EXERCISE INSTRUCTIONS -
1. Check each statement against the passage on getting rid of old books and answer yes or no, quoting the words of the passage that decide it.
(a) The writer's husband helped move three boxes of mysteries and romances.
(b) Before retiring, the writer left science fiction in a library reading room.
(c) The writer keeps most textbooks that contain private notes.
2. According to the passage on getting rid of old books, what will some used book stores offer in exchange for some used books?
3. Resume the passage on getting rid of old books, starting right after its final sentence.

GIVEN TEXT -
Weren’t we just speaking about turning clutter into blessings!!!!

With my husband’s help, three boxes of mysteries and romances aroused themselves from deep storage and drove across town.

Before I retired I would leave stacks of battered science fiction, like mewing kittens, in the computer science students’ study lounge.  Maybe it was the students or maybe the housekeeping staff took them in…

Textbooks and self-help books with private notes, explanations of exercises, handwritten charts displaying various kinds of progress, doodles scrawled in margins, are as sacred, or useless, as old diaries.  Except for a very few keepsakes I discard them securely via shredder or dump.

Sometimes we’re lucky enough to have access to used book stores that will offer credit for some used books.  Some libraries will cheerfully accept your discards but others won’t and some will only take them at certain times.

INFORMATION PROVIDED -
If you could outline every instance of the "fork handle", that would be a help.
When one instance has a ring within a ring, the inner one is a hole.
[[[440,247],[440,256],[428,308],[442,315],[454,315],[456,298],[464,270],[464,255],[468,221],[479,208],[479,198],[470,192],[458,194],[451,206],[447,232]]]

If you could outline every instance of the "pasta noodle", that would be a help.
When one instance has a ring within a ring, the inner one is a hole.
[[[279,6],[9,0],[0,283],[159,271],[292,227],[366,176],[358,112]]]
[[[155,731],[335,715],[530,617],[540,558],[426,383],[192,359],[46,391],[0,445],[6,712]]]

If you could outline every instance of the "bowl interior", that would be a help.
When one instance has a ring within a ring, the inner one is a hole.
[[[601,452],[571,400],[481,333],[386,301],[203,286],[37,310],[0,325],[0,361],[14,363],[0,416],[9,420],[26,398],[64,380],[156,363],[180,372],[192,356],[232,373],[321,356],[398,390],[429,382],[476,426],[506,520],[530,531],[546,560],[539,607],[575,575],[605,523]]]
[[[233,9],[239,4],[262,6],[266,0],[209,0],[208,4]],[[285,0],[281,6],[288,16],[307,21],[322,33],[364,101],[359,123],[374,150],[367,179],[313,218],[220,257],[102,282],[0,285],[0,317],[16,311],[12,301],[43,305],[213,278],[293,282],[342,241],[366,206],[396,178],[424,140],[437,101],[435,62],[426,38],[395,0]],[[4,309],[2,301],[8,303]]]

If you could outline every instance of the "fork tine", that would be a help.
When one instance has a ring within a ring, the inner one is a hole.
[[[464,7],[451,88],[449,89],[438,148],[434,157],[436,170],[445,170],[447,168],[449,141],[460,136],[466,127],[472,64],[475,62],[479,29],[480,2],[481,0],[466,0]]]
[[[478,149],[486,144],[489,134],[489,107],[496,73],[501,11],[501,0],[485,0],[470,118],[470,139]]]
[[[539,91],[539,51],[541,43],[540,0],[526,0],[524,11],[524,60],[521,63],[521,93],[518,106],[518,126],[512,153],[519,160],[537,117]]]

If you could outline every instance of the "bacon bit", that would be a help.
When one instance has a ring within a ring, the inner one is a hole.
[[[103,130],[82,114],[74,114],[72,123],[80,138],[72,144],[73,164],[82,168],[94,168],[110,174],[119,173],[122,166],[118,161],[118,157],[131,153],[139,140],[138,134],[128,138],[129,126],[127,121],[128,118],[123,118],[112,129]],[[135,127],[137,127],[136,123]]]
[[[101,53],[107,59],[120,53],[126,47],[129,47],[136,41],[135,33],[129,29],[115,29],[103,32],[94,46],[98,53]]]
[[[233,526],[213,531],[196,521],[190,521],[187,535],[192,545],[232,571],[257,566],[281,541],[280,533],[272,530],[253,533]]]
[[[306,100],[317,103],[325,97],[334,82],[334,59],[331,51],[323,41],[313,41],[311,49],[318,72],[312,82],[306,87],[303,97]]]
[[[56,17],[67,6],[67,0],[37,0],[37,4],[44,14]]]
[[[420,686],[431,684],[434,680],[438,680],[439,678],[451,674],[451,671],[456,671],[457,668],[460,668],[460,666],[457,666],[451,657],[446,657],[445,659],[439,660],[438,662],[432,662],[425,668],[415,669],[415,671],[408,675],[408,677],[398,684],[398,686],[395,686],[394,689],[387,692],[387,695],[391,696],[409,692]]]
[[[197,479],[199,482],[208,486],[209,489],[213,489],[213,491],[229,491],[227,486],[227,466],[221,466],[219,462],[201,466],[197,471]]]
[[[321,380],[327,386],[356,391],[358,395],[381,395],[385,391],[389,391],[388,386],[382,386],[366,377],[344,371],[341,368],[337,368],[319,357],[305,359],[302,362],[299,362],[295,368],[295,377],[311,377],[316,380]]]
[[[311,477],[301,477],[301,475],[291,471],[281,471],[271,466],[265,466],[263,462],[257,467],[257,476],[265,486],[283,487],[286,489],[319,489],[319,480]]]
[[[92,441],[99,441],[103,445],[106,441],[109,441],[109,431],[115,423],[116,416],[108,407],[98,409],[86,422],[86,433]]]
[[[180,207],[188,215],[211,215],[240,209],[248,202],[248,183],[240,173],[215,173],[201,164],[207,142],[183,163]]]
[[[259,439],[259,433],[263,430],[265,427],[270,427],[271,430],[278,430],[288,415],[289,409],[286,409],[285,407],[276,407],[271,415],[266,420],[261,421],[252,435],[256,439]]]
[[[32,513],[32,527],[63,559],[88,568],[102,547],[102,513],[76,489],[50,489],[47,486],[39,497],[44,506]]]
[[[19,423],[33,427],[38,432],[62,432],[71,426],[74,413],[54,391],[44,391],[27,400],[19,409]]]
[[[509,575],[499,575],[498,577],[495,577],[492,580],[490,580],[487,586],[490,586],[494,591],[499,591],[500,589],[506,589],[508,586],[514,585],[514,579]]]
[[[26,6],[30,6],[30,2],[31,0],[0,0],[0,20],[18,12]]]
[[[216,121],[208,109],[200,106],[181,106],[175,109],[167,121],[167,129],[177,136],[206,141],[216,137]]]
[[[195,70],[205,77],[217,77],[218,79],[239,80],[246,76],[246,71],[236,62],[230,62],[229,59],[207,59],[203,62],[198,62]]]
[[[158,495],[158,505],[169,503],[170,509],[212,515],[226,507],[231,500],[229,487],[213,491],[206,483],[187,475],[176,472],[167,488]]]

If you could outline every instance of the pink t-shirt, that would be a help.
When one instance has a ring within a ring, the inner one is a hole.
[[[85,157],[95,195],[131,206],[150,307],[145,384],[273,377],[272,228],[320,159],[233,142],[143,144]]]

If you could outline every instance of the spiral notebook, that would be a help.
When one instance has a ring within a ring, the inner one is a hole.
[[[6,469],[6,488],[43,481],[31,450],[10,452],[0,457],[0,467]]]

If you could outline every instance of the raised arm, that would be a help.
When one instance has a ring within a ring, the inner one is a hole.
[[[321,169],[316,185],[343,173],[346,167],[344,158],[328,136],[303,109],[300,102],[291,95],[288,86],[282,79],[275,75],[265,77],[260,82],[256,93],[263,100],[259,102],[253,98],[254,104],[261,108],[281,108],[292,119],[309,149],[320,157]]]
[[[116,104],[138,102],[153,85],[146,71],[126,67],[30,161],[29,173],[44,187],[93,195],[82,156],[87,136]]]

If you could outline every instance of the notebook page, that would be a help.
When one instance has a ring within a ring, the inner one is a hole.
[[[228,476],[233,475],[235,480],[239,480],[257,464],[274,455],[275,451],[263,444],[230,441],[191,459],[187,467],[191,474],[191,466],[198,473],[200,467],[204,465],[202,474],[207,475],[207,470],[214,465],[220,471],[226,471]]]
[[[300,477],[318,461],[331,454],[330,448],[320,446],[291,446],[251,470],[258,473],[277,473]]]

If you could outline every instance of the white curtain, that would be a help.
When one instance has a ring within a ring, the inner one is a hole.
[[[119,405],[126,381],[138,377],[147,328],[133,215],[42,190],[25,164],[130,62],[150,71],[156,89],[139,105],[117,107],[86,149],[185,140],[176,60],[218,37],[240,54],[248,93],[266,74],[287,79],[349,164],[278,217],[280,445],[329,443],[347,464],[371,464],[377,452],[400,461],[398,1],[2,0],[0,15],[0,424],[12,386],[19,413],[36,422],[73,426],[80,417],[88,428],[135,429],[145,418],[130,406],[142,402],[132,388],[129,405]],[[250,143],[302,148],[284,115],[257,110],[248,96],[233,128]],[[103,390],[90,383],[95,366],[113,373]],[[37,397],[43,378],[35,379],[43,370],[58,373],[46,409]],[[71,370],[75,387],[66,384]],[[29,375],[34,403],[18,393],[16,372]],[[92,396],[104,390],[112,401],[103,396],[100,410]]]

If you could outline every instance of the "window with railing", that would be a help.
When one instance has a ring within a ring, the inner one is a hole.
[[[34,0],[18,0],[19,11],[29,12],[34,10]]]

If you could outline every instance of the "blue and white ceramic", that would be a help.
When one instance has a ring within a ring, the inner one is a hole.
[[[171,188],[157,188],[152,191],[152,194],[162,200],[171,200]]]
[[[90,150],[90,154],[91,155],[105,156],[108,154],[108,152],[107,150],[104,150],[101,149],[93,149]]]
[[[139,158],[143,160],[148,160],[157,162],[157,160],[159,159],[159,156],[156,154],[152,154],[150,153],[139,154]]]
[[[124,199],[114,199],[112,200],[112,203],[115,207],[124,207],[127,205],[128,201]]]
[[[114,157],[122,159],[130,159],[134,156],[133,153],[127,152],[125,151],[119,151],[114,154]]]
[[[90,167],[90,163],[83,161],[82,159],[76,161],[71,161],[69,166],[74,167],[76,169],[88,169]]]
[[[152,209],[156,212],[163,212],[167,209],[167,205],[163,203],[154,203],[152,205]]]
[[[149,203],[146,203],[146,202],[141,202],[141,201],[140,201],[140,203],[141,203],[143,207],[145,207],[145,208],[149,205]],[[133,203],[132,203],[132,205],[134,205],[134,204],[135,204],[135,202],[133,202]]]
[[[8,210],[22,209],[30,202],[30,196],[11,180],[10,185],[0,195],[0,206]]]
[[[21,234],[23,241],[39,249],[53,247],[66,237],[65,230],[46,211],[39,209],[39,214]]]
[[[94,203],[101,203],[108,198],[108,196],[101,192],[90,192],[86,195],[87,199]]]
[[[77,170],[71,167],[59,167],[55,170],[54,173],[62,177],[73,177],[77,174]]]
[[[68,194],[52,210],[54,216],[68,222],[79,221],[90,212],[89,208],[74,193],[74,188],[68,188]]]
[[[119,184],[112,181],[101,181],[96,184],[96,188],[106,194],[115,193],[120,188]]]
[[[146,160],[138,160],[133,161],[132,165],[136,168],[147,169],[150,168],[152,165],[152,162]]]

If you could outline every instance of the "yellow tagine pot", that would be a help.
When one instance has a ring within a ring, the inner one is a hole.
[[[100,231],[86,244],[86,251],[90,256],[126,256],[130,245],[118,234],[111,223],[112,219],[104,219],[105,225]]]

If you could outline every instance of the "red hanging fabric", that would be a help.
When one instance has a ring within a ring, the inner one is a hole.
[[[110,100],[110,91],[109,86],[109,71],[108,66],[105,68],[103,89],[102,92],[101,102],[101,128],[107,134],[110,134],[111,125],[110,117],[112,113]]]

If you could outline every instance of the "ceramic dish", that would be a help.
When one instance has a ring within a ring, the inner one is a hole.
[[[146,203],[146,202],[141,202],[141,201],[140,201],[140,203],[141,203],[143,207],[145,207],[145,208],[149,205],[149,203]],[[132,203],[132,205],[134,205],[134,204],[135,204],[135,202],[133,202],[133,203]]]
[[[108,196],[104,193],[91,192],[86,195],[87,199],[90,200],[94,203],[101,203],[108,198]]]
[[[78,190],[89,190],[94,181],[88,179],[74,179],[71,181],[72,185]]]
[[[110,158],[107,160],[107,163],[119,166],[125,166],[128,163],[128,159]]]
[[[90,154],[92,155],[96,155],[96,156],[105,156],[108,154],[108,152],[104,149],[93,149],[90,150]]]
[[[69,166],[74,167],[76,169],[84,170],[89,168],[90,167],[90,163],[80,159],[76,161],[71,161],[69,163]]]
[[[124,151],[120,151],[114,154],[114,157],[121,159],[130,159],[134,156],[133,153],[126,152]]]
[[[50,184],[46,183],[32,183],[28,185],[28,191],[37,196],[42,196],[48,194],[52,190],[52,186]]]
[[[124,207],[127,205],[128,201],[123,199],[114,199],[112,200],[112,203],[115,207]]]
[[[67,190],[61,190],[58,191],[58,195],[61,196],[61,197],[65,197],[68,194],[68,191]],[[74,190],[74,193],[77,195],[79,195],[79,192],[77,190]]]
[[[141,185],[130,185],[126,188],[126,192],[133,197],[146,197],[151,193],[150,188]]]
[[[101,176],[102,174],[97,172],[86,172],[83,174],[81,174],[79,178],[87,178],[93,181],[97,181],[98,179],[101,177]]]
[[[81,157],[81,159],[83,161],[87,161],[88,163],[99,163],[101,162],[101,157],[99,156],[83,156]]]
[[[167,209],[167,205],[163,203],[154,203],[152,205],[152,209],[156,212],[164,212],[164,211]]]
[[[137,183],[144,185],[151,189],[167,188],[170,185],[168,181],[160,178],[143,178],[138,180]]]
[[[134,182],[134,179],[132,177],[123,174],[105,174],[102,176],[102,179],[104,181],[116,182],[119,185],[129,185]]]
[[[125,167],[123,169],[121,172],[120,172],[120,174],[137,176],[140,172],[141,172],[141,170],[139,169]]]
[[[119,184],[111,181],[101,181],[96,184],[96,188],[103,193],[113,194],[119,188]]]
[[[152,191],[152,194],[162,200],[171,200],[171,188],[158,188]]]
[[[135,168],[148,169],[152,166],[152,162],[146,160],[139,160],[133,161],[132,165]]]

SOLVED PROBLEMS -
1.
(a) Yes: "With my husband’s help, three boxes of mysteries and romances aroused themselves from deep storage and drove across town."
(b) No: "I would leave stacks of battered science fiction, like mewing kittens, in the computer science students’ study lounge."
(c) No: "Except for a very few keepsakes I discard them securely via shredder or dump."

2. Credit.

3.
In general, old editions of undergraduate textbooks are unwanted there.  But old texts are amenable to the superfluous kitten technique.  I left mine in a heap marked “free” and in no time graduating education majors snatched them up.  Just in case.  Students.  Wonderful consumers of free stuff.  Never forget their voracious capacities!

But my favorite discovery was two possible book decluttering options available through Amazon.

On the one hand anyone may set up as a vendor and use the unwanted books as the initial stock.  I have friends who do vend through Amazon for extra cash.  There are comprehensive guidelines available on Amazon’s website and loads of material and stories in various blogs about how to do this well.

On the other hand, if Amazon believes any of your books can be resold, they will offer to take them as trade-ins for a gift card credit.  They provide a postage paid UPS label and give a time window for sending the books in.  Once Amazon has approved the books you’ve sent, they tack the credit onto your account.

Here’s how you begin.

  • Sign in to our Amazon page and click on “My Account.”
  • From the righthand panel select “Your trade-in account.”
  • From the top righthand panel select “Submit your trade-ins.”
  • There is a button marked “Search for items to trade in.” Type in the ISBN of the first item you want to submit.
  • From here, you enter a conversation with the database about your situation.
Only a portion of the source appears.